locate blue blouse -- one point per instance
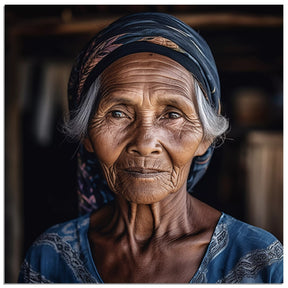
(237, 253)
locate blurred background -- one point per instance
(245, 177)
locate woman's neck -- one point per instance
(170, 217)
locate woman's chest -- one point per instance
(118, 263)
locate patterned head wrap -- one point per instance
(142, 32)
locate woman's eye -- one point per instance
(118, 114)
(172, 115)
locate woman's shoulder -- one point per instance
(246, 253)
(62, 245)
(244, 234)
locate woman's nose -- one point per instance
(144, 142)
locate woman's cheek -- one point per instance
(108, 144)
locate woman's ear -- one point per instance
(203, 146)
(87, 144)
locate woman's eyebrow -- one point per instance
(117, 100)
(180, 102)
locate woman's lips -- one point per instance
(140, 172)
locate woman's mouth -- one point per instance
(140, 172)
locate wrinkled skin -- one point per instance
(145, 134)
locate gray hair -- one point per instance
(214, 125)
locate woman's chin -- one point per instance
(144, 195)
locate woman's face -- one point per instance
(146, 130)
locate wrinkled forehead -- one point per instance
(137, 70)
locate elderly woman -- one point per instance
(144, 104)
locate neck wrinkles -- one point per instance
(169, 218)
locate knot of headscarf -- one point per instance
(142, 32)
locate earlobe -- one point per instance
(87, 144)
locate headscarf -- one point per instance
(141, 32)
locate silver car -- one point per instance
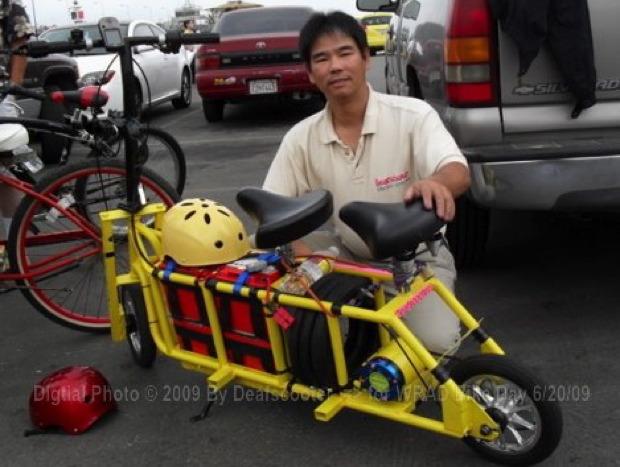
(525, 150)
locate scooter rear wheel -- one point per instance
(531, 423)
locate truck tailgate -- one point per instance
(539, 101)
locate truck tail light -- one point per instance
(470, 55)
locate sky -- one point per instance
(56, 12)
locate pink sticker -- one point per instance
(413, 301)
(283, 318)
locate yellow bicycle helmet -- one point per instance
(201, 232)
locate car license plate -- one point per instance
(263, 86)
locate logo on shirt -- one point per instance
(391, 180)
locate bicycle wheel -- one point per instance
(530, 422)
(162, 154)
(67, 282)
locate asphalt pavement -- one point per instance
(548, 292)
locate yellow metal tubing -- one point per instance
(340, 363)
(117, 320)
(214, 322)
(275, 338)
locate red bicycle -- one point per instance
(54, 244)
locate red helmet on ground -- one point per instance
(71, 398)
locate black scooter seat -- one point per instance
(391, 229)
(282, 219)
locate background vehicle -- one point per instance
(376, 26)
(257, 56)
(168, 75)
(525, 151)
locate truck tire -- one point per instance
(53, 146)
(467, 234)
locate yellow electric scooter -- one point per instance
(322, 328)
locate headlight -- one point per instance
(96, 78)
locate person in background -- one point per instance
(368, 146)
(15, 29)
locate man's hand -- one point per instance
(440, 189)
(432, 193)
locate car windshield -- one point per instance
(376, 20)
(91, 31)
(262, 20)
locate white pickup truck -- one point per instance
(524, 149)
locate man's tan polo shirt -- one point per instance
(403, 140)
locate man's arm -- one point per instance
(441, 188)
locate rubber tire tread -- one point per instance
(148, 353)
(179, 102)
(468, 233)
(23, 208)
(550, 413)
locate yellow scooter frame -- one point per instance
(462, 416)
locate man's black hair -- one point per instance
(328, 23)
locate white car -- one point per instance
(166, 77)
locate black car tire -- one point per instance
(467, 234)
(185, 99)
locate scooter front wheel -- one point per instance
(531, 424)
(139, 336)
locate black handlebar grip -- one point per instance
(37, 49)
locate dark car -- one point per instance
(257, 56)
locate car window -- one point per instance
(260, 21)
(375, 20)
(90, 31)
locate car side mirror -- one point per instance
(378, 5)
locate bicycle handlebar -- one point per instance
(21, 91)
(170, 43)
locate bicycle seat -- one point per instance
(390, 229)
(282, 219)
(84, 98)
(12, 136)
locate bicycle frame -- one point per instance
(85, 230)
(462, 415)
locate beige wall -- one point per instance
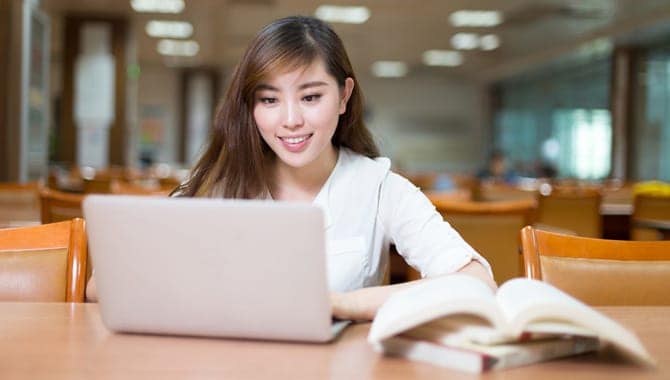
(439, 127)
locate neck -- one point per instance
(304, 183)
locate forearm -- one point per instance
(91, 290)
(362, 304)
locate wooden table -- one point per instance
(69, 341)
(662, 226)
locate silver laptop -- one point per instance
(209, 267)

**Task objective**
Beginning with the line that contains "locate car window -- one point per instance", repeat every remaining line of the data exactly, the last line included, and omit pictures.

**Task answer**
locate car window -- one point per instance
(260, 21)
(375, 20)
(90, 31)
locate car side mirror -- one point per instance
(378, 5)
locate bicycle handlebar -- one point per instance
(21, 91)
(170, 43)
locate bicycle seat -- one point per instance
(390, 229)
(282, 219)
(84, 98)
(12, 136)
locate bicycle frame -- one point per instance
(85, 230)
(462, 415)
locate beige wall -- one point per instance
(439, 127)
locate neck -- one point per instance
(304, 183)
locate forearm -- one point per instance
(91, 290)
(362, 304)
locate wooden table -- one point per instance
(69, 341)
(662, 226)
locate silver laptop -- one point per instance
(209, 267)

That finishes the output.